■ TO BE DONE
Reproduce only this part of the listing: the line with "Could you point at the front", plus every line after it through the last.

■ RECORDS FOR THE TASK
§
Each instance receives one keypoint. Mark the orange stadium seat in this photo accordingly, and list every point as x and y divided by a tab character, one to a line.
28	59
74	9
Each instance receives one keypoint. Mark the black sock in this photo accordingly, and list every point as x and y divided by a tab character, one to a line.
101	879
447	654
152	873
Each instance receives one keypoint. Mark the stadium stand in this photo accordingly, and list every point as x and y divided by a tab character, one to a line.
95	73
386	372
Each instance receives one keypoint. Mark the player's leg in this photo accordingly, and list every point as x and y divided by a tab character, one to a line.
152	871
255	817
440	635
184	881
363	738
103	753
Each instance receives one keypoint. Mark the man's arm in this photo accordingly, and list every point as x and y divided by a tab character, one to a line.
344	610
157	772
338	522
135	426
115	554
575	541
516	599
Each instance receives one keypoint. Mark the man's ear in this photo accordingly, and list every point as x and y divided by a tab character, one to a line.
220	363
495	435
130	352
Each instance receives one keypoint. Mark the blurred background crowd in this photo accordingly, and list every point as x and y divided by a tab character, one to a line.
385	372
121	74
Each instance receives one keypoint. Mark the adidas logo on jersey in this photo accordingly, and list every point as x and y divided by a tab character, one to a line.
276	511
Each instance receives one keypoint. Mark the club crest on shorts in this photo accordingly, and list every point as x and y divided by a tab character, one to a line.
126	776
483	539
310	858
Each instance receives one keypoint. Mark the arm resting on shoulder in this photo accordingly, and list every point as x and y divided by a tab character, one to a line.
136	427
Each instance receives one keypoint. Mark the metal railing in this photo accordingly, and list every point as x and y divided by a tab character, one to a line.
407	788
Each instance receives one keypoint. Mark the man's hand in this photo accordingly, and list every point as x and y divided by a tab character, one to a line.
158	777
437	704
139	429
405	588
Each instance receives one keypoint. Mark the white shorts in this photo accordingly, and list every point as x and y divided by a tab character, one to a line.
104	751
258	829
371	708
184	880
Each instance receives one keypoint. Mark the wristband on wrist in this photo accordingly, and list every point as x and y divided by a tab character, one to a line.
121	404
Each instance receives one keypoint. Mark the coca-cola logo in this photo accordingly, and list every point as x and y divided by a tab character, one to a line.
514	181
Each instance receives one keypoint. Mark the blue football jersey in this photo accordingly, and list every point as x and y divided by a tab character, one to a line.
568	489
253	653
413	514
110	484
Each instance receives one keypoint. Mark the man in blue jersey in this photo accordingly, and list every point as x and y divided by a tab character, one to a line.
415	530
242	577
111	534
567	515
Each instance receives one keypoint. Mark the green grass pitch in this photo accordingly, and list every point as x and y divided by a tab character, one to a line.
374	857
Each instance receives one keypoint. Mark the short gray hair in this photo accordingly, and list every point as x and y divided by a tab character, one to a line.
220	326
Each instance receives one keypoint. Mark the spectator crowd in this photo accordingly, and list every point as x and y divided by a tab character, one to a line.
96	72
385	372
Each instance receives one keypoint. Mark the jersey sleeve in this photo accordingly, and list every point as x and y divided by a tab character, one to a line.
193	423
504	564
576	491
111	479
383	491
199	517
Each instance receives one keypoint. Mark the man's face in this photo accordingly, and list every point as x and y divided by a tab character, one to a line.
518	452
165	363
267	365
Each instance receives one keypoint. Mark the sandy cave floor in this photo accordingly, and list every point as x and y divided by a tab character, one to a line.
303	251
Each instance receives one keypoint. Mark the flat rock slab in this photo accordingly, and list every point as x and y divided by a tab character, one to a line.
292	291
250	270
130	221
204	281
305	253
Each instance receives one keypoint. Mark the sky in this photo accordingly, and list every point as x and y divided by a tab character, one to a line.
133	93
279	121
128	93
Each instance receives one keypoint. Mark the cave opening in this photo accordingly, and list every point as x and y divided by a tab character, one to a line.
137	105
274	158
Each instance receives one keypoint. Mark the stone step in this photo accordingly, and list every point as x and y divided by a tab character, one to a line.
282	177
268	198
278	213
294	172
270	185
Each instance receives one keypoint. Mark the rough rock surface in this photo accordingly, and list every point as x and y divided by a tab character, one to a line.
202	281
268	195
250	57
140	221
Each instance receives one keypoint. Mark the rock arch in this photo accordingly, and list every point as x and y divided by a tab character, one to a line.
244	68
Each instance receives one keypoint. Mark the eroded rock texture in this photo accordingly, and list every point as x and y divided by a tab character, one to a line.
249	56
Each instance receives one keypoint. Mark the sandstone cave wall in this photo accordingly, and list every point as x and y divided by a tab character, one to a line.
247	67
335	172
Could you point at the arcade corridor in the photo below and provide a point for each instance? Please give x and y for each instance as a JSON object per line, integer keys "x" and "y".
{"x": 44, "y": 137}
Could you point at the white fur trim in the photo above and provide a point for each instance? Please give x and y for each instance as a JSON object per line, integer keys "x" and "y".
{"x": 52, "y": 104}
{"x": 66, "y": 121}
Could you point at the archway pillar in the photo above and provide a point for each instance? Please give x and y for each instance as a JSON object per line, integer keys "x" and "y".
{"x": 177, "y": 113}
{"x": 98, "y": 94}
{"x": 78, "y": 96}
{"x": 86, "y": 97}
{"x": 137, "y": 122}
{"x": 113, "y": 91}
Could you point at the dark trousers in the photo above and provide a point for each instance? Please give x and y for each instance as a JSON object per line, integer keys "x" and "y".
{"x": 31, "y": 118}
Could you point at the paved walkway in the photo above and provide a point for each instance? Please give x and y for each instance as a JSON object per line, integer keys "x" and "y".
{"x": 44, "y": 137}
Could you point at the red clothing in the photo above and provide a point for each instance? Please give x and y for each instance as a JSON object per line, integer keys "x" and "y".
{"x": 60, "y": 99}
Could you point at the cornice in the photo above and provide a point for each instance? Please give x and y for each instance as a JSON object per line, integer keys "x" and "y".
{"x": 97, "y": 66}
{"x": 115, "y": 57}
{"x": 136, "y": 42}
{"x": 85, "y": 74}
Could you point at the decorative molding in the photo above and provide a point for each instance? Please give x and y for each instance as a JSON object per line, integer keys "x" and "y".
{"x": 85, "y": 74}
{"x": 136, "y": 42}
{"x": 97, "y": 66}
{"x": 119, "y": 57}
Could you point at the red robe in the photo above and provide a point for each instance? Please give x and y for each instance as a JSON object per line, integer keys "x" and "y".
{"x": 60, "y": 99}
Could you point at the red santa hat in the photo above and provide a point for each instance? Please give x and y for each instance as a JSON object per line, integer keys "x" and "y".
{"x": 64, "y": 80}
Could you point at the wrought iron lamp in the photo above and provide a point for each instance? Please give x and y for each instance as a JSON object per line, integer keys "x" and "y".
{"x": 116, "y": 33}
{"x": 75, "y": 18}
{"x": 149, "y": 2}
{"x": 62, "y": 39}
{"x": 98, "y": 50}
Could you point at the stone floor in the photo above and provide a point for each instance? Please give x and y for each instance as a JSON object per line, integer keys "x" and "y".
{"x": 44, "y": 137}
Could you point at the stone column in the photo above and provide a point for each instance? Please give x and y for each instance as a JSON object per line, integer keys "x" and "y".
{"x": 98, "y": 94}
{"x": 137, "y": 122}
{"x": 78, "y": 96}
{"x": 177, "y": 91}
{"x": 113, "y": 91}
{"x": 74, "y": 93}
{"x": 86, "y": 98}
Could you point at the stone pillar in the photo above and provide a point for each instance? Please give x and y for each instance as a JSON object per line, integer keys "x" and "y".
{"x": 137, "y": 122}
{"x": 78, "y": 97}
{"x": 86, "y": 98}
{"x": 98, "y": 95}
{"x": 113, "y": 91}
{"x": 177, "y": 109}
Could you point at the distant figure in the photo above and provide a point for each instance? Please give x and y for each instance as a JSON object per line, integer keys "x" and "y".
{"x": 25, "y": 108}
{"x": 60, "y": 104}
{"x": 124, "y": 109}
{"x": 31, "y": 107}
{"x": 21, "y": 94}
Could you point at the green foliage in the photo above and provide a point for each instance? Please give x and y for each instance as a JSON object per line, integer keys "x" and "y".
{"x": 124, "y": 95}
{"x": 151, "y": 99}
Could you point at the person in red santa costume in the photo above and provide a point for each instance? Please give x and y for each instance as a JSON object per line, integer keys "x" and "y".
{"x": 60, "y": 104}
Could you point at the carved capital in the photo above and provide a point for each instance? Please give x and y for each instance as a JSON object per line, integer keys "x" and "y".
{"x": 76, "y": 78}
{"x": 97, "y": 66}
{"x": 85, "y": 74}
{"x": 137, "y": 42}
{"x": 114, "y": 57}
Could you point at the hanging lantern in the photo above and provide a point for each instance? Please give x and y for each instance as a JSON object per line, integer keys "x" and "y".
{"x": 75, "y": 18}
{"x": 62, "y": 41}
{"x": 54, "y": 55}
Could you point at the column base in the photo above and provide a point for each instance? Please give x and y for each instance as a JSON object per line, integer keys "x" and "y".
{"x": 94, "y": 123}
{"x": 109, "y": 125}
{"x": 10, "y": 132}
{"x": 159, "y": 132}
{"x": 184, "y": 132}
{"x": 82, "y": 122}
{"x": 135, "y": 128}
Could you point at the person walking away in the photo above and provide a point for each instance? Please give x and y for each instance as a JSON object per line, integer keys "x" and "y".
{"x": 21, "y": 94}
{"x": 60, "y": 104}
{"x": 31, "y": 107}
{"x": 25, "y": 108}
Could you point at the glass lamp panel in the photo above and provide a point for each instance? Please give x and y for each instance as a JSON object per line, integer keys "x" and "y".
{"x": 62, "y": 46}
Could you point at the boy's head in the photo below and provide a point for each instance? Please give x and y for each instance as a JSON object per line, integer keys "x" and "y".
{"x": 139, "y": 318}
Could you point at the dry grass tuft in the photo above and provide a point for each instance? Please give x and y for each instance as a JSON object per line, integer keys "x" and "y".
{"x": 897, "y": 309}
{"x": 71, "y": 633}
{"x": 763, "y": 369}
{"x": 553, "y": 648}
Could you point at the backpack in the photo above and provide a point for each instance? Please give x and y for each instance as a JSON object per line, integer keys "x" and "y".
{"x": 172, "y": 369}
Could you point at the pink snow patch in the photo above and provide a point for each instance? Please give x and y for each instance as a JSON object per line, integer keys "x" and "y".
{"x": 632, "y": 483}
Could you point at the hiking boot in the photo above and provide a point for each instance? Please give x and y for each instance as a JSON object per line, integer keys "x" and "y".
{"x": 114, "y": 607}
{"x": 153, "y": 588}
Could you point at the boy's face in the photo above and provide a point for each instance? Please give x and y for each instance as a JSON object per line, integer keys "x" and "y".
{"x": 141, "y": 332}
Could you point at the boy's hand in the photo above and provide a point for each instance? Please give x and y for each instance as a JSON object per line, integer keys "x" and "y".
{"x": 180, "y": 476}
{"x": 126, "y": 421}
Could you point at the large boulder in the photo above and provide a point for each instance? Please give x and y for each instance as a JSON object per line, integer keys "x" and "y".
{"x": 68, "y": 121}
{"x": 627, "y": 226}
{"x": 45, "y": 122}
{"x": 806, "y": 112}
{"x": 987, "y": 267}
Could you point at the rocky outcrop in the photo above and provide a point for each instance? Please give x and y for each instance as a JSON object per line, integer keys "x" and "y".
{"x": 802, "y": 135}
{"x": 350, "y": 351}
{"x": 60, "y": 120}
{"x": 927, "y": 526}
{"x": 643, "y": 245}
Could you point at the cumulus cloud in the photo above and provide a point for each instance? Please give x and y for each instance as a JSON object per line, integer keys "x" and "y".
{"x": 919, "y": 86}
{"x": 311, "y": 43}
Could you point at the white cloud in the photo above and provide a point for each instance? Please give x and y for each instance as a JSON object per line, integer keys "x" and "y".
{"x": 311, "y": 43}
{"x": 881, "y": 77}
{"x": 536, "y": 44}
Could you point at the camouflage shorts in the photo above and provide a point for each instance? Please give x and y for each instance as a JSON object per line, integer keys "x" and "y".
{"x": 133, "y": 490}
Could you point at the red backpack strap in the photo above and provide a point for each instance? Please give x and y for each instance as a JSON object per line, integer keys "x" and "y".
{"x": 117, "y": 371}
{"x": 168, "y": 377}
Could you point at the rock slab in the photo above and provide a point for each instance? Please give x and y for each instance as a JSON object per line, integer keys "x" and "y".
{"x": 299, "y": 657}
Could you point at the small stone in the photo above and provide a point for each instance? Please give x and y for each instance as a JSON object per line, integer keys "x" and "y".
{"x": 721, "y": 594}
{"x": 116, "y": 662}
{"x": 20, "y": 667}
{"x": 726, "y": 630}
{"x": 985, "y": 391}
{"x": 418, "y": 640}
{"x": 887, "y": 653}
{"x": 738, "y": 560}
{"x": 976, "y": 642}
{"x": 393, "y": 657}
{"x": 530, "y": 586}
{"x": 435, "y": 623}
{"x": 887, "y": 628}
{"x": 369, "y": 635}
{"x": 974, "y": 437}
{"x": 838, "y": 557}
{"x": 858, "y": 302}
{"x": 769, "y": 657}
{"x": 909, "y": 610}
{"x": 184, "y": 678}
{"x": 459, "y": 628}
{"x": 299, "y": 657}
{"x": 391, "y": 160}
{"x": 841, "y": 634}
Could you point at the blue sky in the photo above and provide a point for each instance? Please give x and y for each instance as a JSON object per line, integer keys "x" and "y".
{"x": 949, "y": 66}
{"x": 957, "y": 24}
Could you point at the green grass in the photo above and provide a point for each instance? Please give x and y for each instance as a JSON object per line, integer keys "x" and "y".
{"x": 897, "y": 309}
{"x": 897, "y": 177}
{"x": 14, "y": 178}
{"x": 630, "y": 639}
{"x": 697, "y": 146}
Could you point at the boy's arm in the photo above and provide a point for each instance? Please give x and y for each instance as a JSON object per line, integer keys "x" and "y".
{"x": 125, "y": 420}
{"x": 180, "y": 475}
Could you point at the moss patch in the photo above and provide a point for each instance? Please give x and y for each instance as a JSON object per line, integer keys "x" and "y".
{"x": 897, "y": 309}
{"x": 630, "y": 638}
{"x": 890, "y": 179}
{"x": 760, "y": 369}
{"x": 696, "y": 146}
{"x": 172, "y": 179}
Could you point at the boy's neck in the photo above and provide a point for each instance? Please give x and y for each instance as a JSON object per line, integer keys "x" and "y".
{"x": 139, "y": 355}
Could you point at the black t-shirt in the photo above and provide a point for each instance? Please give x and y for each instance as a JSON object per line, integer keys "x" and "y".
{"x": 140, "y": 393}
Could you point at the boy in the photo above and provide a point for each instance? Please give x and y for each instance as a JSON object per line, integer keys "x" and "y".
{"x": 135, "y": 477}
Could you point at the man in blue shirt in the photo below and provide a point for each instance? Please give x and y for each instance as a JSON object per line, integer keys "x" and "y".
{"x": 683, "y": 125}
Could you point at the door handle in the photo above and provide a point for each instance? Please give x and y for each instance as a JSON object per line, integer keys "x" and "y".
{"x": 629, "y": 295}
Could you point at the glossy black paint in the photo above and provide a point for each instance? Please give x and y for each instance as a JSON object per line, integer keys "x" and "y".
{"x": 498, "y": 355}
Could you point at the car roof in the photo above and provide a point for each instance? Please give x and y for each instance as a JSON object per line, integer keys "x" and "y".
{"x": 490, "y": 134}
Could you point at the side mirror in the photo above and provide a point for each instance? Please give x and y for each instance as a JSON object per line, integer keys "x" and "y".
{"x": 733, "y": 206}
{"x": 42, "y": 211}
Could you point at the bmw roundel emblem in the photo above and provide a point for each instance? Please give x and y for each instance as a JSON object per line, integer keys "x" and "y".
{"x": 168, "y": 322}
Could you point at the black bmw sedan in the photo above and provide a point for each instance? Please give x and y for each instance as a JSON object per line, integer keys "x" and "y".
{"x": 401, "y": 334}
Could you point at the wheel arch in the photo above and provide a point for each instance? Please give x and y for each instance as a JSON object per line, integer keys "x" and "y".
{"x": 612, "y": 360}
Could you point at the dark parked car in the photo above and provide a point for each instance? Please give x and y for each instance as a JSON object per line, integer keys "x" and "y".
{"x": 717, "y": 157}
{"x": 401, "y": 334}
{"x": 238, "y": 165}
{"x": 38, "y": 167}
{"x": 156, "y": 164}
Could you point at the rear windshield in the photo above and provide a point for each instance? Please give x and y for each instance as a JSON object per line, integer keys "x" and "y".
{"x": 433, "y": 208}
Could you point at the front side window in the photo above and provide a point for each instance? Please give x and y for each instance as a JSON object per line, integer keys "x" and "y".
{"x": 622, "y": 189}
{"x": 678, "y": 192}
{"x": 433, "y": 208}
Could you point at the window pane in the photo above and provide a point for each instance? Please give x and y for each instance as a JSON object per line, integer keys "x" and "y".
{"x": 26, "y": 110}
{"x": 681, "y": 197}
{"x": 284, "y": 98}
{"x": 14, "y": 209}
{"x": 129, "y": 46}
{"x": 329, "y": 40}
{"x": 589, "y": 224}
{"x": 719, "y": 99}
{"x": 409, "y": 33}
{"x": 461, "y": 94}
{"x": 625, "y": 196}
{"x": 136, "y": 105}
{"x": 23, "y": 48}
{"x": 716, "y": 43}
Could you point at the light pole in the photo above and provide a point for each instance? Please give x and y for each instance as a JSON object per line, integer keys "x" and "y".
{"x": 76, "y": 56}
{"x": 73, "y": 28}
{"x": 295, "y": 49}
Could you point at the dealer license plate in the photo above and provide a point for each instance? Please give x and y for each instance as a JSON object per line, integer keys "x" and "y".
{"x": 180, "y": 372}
§
■ THE ANSWER
Could you point at the front side window in the photo above and provide a point for each instance? Please give x and y for each instance as a JSON object per line, integer keys "x" and "y".
{"x": 622, "y": 189}
{"x": 678, "y": 192}
{"x": 433, "y": 208}
Could you point at the window pane in the photo above and provide a point for each instance? Please give x and y for each instance as a JSON object per line, integer keys "x" and "y".
{"x": 26, "y": 110}
{"x": 681, "y": 197}
{"x": 284, "y": 98}
{"x": 14, "y": 209}
{"x": 129, "y": 46}
{"x": 329, "y": 40}
{"x": 589, "y": 224}
{"x": 719, "y": 99}
{"x": 409, "y": 33}
{"x": 461, "y": 94}
{"x": 625, "y": 196}
{"x": 136, "y": 105}
{"x": 23, "y": 48}
{"x": 716, "y": 43}
Could you point at the light pole in the photo above and provide a point for each instance? Please give x and y for each instance as a JSON object per line, integer keys "x" and "y".
{"x": 76, "y": 56}
{"x": 73, "y": 28}
{"x": 295, "y": 49}
Could you point at the dealer license plate in the photo above and provide a point for each instance? Please give x and y for each instance as a JSON object per line, integer keys "x" and "y".
{"x": 180, "y": 372}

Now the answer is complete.